[Shape boundary entries]
=-=-=

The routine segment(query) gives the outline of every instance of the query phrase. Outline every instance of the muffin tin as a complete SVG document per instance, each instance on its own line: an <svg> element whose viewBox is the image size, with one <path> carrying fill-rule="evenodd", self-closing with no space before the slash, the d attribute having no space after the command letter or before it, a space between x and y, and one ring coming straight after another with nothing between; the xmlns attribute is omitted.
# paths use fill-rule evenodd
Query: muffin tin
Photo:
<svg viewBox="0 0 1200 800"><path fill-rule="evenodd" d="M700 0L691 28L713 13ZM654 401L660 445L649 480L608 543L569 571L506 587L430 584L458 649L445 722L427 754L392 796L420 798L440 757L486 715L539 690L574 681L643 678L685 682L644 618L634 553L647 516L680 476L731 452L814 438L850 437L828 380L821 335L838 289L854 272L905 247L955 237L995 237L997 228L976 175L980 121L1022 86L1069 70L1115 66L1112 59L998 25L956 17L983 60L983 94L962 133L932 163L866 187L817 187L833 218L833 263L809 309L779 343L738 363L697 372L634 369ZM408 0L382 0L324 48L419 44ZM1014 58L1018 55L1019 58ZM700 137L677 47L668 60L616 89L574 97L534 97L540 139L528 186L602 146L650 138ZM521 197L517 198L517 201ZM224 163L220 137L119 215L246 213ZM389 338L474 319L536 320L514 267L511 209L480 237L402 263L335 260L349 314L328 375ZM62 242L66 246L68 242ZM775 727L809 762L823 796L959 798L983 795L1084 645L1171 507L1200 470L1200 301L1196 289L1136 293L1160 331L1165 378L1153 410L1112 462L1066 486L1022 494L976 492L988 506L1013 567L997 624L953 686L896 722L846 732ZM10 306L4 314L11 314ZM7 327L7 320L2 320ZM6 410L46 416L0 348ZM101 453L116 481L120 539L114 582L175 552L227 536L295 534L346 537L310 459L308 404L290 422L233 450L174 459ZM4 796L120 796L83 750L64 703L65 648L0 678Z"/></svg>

=-=-=

Task to carry out :: Repeat every line of the shape boundary entries above, character for character, with no changes.

Full response ::
The routine segment(query) gives the outline of every instance of the query phrase. Outline every instance of the muffin tin as a complete SVG document per instance, each instance on its own line: an <svg> element whose viewBox is the image size, with one <path> carrying fill-rule="evenodd", self-closing with no space before the slash, the d attribute having no space after the command letter or before it, a space between x and y, and one ring coming straight after another with nothing between; the xmlns attribute is omitted.
# paths use fill-rule evenodd
Query: muffin tin
Photo:
<svg viewBox="0 0 1200 800"><path fill-rule="evenodd" d="M700 0L691 28L713 13ZM654 401L660 445L649 480L608 543L569 571L506 587L430 584L458 649L445 722L427 754L392 796L420 798L440 757L486 715L539 690L574 681L643 678L685 682L644 618L634 553L647 516L680 476L731 452L814 438L850 437L828 380L821 335L838 289L854 272L905 247L955 237L995 237L997 228L976 175L980 121L1022 86L1069 70L1115 66L1112 59L998 25L956 17L983 60L983 94L962 133L932 163L866 187L817 187L833 218L833 263L809 309L779 343L738 363L697 372L634 369ZM408 0L382 0L324 48L419 44ZM1014 58L1018 55L1019 58ZM700 137L677 47L668 60L616 89L574 97L534 97L540 139L528 186L602 146L650 138ZM521 197L517 198L517 201ZM224 163L220 137L119 215L246 213ZM389 338L474 319L536 320L514 267L511 209L480 237L402 263L335 260L349 314L328 375ZM62 242L66 246L68 242ZM775 727L809 762L823 796L959 798L983 795L1084 645L1171 507L1200 470L1200 301L1196 289L1136 293L1160 331L1165 378L1153 410L1112 462L1066 486L1022 494L976 492L988 506L1013 567L997 624L953 686L896 722L846 732ZM10 306L4 314L11 314ZM7 327L7 320L2 320ZM6 410L46 416L0 348ZM101 453L116 481L120 539L114 582L175 552L227 536L295 534L346 537L310 459L308 404L290 422L233 450L174 459ZM4 796L120 796L83 750L64 703L65 648L0 678Z"/></svg>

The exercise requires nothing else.